▶ YOUR INSTRUCTIONS:
Retype every entry exactly, character for character.

— BEGIN RAW RECORDS —

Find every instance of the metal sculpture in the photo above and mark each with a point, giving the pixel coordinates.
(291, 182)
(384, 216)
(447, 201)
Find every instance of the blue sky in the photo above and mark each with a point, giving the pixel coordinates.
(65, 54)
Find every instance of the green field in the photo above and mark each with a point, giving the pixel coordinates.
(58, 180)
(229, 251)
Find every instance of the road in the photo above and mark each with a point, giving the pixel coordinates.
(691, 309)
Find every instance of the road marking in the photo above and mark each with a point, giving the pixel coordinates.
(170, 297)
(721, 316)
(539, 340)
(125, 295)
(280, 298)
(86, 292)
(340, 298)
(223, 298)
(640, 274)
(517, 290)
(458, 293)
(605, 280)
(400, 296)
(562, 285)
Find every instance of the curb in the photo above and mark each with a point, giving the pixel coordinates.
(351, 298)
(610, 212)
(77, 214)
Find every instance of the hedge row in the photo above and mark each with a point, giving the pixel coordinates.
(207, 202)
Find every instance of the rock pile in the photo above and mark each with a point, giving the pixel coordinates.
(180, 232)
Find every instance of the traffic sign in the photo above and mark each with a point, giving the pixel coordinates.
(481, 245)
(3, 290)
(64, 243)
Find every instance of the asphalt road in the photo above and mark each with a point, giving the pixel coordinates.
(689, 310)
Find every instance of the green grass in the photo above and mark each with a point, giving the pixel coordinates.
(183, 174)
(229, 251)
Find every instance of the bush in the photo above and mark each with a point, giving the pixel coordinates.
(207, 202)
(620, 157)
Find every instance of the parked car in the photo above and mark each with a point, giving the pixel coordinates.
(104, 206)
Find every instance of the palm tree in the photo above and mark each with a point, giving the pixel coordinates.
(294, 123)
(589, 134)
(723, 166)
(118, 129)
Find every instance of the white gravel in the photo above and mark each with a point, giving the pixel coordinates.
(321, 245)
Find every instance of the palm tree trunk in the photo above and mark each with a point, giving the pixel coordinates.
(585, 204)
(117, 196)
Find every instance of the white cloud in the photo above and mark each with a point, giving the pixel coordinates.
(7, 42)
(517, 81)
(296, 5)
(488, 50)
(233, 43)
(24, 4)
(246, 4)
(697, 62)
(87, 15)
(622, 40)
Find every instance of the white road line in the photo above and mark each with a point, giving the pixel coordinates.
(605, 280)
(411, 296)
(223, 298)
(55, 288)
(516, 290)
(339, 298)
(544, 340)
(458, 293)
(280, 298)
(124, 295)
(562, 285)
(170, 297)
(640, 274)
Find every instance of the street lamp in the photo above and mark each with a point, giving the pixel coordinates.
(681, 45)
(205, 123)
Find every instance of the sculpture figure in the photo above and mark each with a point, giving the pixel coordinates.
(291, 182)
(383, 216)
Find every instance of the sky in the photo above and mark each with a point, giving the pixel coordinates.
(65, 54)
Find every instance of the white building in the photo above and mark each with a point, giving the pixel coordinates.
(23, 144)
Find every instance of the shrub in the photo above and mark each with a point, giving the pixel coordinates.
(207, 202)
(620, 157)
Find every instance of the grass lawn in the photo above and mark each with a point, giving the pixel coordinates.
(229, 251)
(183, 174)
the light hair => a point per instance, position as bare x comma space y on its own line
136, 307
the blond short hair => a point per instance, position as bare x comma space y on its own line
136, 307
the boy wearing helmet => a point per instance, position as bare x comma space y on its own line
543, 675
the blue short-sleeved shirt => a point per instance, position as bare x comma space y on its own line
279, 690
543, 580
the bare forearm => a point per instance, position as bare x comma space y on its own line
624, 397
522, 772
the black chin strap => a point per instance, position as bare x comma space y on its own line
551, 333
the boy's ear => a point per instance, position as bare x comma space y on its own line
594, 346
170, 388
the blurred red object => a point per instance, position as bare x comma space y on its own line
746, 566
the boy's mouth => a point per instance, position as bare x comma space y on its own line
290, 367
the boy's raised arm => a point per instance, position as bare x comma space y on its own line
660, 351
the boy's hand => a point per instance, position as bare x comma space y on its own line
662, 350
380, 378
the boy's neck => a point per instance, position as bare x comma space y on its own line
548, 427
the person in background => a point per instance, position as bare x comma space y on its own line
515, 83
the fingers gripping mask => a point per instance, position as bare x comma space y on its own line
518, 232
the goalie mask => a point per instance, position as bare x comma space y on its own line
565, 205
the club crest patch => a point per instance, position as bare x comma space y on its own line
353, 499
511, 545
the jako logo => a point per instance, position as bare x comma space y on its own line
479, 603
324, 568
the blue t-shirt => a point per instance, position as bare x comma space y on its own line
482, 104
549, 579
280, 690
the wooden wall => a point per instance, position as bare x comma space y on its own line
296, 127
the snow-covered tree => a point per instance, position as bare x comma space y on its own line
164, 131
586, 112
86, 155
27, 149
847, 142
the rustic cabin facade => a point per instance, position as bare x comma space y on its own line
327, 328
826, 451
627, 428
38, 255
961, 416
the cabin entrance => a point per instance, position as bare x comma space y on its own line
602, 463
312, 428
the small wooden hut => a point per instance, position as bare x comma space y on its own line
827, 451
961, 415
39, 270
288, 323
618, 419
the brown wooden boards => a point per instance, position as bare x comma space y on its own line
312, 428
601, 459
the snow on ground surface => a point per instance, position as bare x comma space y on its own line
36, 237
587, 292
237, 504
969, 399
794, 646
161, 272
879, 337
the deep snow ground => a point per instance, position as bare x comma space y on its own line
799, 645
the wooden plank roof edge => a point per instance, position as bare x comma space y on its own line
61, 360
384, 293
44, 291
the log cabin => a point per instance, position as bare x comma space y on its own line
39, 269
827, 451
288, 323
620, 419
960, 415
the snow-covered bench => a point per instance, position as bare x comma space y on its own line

— END RAW RECORDS —

▶ SOLUTION TO THIS EXERCISE:
Find every instance of the metal sculpture in the photo above and mark each with a point, giving the pixel coordinates.
(291, 182)
(384, 216)
(447, 201)
Find every instance of the blue sky in the photo above and mark each with a point, giving the pixel coordinates.
(65, 54)
Find every instance of the green field in the photo above and mark each with a point, giving the pixel coordinates.
(58, 180)
(229, 251)
Find every instance of the road in the photo above and mark each with a point, giving the pixel coordinates.
(691, 309)
Find every instance of the road marking in the photo above and mark each with a point, giving the pixel coordinates.
(170, 297)
(721, 316)
(539, 340)
(125, 295)
(280, 298)
(86, 292)
(340, 298)
(223, 298)
(640, 274)
(517, 290)
(458, 293)
(605, 280)
(400, 296)
(562, 285)
Find every instance of the curb in the photo above and mark each with a point, giving the pixel coordinates.
(351, 298)
(610, 212)
(77, 214)
Find every instance of the hedge row in the photo above and mark each with a point, giving the pixel coordinates.
(207, 202)
Find every instance of the rock pile in the photo above and mark each with a point, giving the pixel coordinates.
(180, 232)
Find every instance of the traffic sign in the photo above and mark each with a point, giving the pixel coordinates.
(481, 245)
(3, 290)
(64, 243)
Find every instance of the asphalt road in the photo above and mark each with a point, giving the pixel coordinates.
(689, 310)
Find every instance of the green grass in the photo above and mark each with a point, giving the pixel coordinates.
(183, 174)
(229, 251)
Find every instance of the bush in the photo above and mark each with a point, giving the pixel coordinates.
(207, 202)
(620, 157)
Find every instance of the parked car in the photo above and mark each with a point, giving the pixel coordinates.
(104, 206)
Find every instance of the palm tree in the photo above and mark each with a point, giving the pixel coordinates.
(294, 123)
(589, 134)
(723, 166)
(118, 129)
Find every instance of the white gravel in the photo above and mark each with a point, giving the pixel coordinates.
(321, 245)
Find every instance of the palm tree trunk in the photo above and mark each with a point, giving the pixel coordinates.
(585, 204)
(117, 196)
Find every instance of the white cloud in the photo above and mark each with a point, giving the pixel coordinates.
(7, 42)
(517, 81)
(296, 5)
(488, 50)
(233, 43)
(24, 4)
(246, 4)
(697, 62)
(87, 15)
(622, 40)
Find every instance of the white road line in the photo above and mark each with a point, giving the pixel coordinates.
(605, 280)
(411, 296)
(223, 298)
(55, 288)
(516, 290)
(339, 298)
(544, 340)
(458, 293)
(280, 298)
(124, 295)
(562, 285)
(170, 297)
(640, 274)
Find every instance of the street lamp in the photo above and mark each with a point, giving the pixel coordinates.
(681, 45)
(205, 123)
Find every instance of the sculpture figure in the photo above and mark each with a point, giving the pixel coordinates.
(291, 182)
(383, 216)
Find every instance of the sky in the photo above and mark each with a point, giving the pixel coordinates.
(65, 54)
Find every instance of the white building in the photo above and mark each with a point, giving the pixel coordinates.
(23, 144)
Find every instance of the shrub in the photo above and mark each with a point, giving the pixel coordinates.
(207, 202)
(620, 157)
Find every instance of the grass lawn in the photo above and mark each with a point, giving the pixel coordinates.
(229, 251)
(183, 174)
the light hair => a point per instance, position as bare x comma space y on its own line
136, 307
the blond short hair => a point per instance, position as bare x comma space y on its own line
136, 307
the boy wearing helmet => a point per instance, position as bare x comma space y on its own line
543, 675
the blue short-sleeved shirt => a point per instance, position as bare x comma space y on its own line
279, 690
543, 580
the bare forearm => a point per instance, position as bare x comma space y on its own line
624, 397
522, 772
the black chin strap => a point per instance, position as bare x comma space y on its own line
551, 333
the boy's ear => a point per instance, position as bare x comma space y on its own line
594, 346
170, 388
the blurred red object => a point per instance, position as bare x comma space y on its own line
746, 566
the boy's mouth => a point per instance, position as bare x comma space y on its own line
290, 367
the boy's raised arm => a point per instance, position as bare x comma space y on its own line
660, 351
the boy's hand => a point per instance, position as bare x comma space y on its own line
662, 350
380, 378
the boy's neck => a point per instance, position as bare x comma space y on its own line
548, 427
the person in background => a point per instance, position as bare x comma space y on its own line
515, 83
the fingers gripping mask => a point per instance, position as bare x comma space y on its own line
518, 232
the goalie mask => a point per instance, position as bare x comma space y on its own line
565, 205
the club crest patch => a point per instance, position as bare x comma space y on its own line
353, 499
511, 545
the jako logo => a point per instance, position as bare x comma space y on its own line
479, 603
324, 568
the blue t-shirt => a point per instance, position as bare x comma space y on its own line
482, 104
549, 579
280, 690
the wooden wall => a point per instance, position as bare x comma space y on its own line
296, 127
the snow-covered tree => a point per instance, position as bare x comma space y on its own line
164, 131
586, 112
86, 155
27, 149
847, 142
the rustic cabin facade => a point per instance, position as bare x comma space y on its own line
327, 328
826, 451
627, 428
38, 255
961, 416
the cabin entrance => a point per instance, position as bare x comma space y on its own line
602, 463
312, 428
the small wooden hut => a point per instance, position as bare x comma space y on its own line
827, 451
961, 415
39, 270
288, 323
618, 419
the brown wooden boards => a point per instance, position as bare x comma space y on its own line
312, 428
601, 459
the snow on ground surface => a point per instance, position as bare x comma space y on its own line
36, 237
587, 292
237, 504
969, 399
794, 646
161, 272
879, 337
the deep snow ground => a point per instance, position as bare x comma space y on its own line
799, 645
the wooden plank roof edge => a point per instance, position as bare x comma space y on its own line
61, 360
384, 293
44, 291
the log cabin => a point per instance, position as bare x comma space y on its own line
39, 269
827, 451
288, 323
620, 419
960, 415
the snow-covered bench => a point per instance, position as bare x comma space y on its own line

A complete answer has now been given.